** Start RECORD EXTRACTS **
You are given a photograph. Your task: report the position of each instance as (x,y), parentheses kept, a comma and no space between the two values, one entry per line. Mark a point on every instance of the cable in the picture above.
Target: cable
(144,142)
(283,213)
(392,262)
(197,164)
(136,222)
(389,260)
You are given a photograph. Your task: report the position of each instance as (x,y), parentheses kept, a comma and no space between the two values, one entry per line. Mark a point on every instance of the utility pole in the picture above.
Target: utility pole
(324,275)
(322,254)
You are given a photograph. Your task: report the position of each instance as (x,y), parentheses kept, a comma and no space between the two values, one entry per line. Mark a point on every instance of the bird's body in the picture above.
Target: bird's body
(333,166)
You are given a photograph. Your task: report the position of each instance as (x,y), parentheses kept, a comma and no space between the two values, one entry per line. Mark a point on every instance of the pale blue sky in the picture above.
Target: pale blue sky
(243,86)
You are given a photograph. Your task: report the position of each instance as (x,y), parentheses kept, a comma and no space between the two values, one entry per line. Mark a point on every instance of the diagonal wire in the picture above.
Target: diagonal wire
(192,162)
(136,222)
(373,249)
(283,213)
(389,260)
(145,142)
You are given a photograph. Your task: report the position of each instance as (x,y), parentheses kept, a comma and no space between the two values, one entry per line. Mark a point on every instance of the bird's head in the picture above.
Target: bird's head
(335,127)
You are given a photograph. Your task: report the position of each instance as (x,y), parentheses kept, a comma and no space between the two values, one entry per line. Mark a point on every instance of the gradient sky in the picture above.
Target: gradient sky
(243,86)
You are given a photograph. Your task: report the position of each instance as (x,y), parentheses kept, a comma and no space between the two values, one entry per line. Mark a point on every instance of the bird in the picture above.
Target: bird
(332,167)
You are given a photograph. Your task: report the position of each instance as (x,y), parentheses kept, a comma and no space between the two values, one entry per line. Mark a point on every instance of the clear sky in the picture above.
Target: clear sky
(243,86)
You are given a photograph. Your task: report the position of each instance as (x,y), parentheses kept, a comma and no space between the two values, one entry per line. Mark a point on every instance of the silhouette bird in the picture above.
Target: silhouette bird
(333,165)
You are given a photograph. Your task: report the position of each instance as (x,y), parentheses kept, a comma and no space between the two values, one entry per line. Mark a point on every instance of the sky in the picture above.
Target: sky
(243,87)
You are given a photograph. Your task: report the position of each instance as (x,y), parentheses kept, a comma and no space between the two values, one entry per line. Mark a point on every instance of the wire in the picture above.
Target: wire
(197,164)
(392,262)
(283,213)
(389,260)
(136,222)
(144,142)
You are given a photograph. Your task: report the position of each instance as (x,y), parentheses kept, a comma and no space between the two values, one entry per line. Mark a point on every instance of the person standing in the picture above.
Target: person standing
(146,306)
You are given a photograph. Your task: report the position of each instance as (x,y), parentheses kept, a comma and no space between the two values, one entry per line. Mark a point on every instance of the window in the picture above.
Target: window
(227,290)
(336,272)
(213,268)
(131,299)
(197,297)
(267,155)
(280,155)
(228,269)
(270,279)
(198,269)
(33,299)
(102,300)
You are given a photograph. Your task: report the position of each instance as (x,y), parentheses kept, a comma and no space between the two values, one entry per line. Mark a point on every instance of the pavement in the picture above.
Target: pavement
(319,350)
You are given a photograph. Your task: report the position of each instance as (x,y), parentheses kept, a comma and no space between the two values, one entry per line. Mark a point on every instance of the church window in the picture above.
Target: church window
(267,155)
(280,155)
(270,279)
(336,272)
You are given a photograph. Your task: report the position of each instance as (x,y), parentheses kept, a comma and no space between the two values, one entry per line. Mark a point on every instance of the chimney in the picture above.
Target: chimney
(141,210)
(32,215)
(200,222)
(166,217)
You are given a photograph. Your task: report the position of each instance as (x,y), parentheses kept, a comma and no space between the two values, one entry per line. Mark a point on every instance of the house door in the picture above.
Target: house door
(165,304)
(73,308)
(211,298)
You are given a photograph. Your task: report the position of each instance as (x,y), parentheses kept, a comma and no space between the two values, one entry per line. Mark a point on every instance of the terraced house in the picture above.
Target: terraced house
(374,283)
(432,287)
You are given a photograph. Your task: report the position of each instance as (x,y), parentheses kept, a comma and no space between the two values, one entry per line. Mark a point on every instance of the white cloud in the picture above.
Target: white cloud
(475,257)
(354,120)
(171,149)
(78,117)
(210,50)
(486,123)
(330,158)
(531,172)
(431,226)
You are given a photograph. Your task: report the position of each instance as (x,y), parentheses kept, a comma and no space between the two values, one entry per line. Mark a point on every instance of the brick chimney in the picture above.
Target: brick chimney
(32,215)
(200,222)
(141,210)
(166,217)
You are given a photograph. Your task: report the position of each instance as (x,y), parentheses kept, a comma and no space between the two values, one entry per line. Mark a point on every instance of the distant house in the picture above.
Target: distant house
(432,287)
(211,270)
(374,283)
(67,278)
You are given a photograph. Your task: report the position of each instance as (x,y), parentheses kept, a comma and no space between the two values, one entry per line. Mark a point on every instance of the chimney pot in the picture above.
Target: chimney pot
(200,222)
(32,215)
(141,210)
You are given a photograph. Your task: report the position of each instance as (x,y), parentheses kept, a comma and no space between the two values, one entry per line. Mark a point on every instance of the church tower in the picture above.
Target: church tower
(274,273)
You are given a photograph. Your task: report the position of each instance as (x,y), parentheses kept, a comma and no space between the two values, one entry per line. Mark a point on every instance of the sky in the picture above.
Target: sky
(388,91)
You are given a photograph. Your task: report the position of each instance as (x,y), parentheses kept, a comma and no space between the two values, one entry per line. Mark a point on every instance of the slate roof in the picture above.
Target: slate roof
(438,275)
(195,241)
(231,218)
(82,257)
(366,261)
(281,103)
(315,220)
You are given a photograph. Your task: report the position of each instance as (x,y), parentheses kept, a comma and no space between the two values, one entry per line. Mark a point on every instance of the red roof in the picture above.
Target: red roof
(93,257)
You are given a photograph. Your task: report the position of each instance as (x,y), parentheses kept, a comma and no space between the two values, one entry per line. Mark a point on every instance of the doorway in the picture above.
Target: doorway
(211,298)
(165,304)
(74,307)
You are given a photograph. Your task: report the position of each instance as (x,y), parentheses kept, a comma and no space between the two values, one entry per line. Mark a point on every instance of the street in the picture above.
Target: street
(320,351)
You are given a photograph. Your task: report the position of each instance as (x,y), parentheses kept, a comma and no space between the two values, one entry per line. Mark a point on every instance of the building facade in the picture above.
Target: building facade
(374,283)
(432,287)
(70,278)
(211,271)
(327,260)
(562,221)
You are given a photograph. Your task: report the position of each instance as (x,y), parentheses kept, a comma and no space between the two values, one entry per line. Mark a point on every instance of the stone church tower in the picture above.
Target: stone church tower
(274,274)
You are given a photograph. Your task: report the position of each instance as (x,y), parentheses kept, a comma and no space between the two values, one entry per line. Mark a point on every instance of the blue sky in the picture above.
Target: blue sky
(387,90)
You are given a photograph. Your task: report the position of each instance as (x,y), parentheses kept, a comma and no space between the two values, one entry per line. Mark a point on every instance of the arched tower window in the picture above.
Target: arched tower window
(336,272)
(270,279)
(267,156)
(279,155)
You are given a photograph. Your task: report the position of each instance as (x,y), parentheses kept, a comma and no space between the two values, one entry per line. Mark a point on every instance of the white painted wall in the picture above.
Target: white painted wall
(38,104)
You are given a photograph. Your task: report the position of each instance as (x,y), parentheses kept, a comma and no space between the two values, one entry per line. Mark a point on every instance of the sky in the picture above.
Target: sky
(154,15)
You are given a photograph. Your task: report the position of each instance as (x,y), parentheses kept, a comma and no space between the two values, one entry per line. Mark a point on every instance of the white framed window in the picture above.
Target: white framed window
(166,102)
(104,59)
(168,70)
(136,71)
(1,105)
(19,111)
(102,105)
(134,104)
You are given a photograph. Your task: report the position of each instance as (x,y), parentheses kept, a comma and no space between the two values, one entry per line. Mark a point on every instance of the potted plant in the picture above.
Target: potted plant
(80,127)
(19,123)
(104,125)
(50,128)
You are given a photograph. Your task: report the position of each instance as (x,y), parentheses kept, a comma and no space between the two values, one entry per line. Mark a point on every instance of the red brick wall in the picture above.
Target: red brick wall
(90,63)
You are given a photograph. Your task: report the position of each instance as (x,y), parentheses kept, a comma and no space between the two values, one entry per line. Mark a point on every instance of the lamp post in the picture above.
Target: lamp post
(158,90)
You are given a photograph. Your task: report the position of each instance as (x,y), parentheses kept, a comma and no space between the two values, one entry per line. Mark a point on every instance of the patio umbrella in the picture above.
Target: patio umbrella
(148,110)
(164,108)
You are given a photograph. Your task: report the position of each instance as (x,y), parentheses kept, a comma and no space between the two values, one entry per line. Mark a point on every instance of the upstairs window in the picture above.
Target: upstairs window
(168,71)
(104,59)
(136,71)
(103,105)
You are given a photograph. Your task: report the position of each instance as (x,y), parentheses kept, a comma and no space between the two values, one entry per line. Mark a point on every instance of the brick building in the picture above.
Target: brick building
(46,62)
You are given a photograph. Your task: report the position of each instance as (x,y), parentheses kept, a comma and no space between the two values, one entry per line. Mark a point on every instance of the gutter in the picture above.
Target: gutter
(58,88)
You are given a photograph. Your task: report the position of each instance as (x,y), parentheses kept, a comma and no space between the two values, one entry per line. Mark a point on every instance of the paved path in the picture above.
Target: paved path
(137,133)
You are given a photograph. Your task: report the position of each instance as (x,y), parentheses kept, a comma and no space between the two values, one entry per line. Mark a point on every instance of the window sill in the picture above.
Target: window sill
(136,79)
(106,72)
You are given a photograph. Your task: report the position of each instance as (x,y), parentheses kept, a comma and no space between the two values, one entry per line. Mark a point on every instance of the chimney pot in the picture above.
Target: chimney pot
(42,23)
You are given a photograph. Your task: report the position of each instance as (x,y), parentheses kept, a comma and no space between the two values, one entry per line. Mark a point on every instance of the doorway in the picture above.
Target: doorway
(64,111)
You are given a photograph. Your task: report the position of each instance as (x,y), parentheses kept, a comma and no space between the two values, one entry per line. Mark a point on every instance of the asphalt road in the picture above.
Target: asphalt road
** End RECORD EXTRACTS **
(TASK DETAILS) Format the lines as a numbered list, beginning at the line that contains "road in the picture above." and continuing through the last line of the entries, with any blank lines left out.

(RESULT FOR THIS TASK)
1. You are given a photograph. Your task: report the position of each instance as (x,y), parentheses kept, a comma and no space between the two values, one entry per line. Mark a point on every instance of the asphalt road in the picture above.
2. Target: asphalt road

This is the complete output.